#### WRITTEN PROBLEM:
Write out the entries, please, from the line containing "Practice: put a marker on each instance of the sunglasses" through their final line, exactly and with nothing else.

#### INPUT MATERIAL:
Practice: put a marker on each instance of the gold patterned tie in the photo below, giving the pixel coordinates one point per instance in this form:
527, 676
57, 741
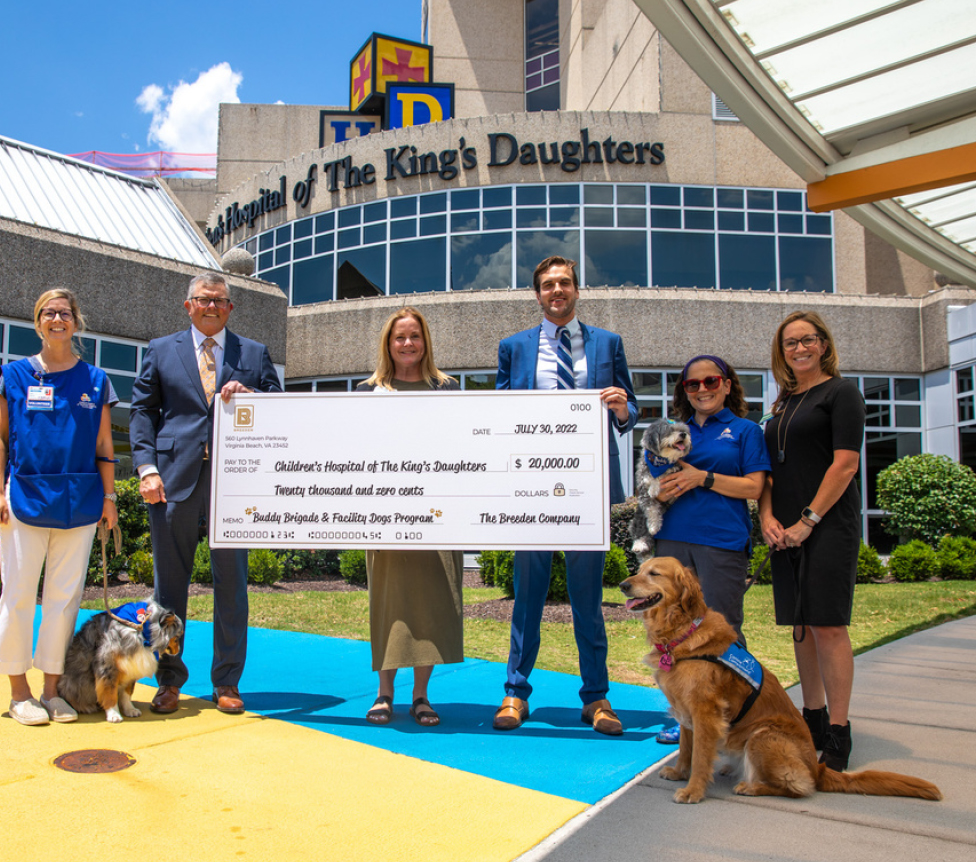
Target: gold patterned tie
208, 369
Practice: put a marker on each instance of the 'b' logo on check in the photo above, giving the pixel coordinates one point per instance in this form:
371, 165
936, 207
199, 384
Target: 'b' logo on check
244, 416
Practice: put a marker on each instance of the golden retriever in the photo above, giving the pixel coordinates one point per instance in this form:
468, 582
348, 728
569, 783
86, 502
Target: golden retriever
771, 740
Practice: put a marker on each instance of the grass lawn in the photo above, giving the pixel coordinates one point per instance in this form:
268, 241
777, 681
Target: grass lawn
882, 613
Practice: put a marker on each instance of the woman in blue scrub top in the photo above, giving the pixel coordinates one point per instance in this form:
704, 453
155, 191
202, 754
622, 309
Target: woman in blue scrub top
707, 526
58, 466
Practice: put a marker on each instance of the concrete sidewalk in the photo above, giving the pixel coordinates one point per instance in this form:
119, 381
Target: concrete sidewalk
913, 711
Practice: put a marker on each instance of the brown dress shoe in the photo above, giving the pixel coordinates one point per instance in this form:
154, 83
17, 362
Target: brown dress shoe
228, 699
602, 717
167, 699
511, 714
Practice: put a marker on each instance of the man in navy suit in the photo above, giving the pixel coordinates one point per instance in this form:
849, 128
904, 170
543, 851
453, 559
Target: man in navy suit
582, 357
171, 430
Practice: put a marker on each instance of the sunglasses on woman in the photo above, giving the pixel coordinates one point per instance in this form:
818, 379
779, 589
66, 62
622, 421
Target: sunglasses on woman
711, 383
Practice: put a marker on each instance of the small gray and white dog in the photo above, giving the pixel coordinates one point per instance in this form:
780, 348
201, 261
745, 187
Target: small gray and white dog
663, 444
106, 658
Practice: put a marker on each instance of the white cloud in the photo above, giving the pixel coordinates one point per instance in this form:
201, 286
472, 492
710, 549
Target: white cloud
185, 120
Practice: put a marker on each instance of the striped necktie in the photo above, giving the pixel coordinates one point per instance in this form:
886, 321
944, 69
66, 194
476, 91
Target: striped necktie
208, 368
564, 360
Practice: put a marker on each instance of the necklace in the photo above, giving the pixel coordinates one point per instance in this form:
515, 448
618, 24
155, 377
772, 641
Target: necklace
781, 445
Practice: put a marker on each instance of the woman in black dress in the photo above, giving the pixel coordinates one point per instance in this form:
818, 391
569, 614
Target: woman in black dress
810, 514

#### EXPECTED ANSWER:
Practice: put a marker on each instance of the sunglasses on woman in the photo above, giving the pixel coordinates one point per instance in this form:
818, 379
779, 589
66, 62
622, 421
Target: sunglasses on woman
711, 383
Practice: put a marker on each instance of the small gray and white dog in the photo above, giving the pixel coordinates one point per instance in this form:
780, 348
201, 261
745, 187
Target: small gray and white dog
663, 444
106, 658
Practice: put a marker on each instance of the white cloud in the photo above, giving the pixel coordinates one point per instance in this form:
201, 286
472, 492
710, 549
Target: white cloud
185, 120
Practice: put a marker on each instance of the striped necktie in the photo above, giving the pixel coordinates one point per instance in this form:
886, 321
944, 69
66, 194
476, 91
Target: striped necktie
208, 368
564, 360
Practice: put a marker on each instance of the necklace in the photo above, giving the pixel coordinates one point per instance in this form:
515, 448
618, 24
155, 377
772, 641
Target: necklace
781, 445
Practice: put a marker on each instance of the woman in black dress in the photo above, giving the pixel coordinates one point per instance in this form:
818, 391
569, 614
Target: woman in black dress
810, 514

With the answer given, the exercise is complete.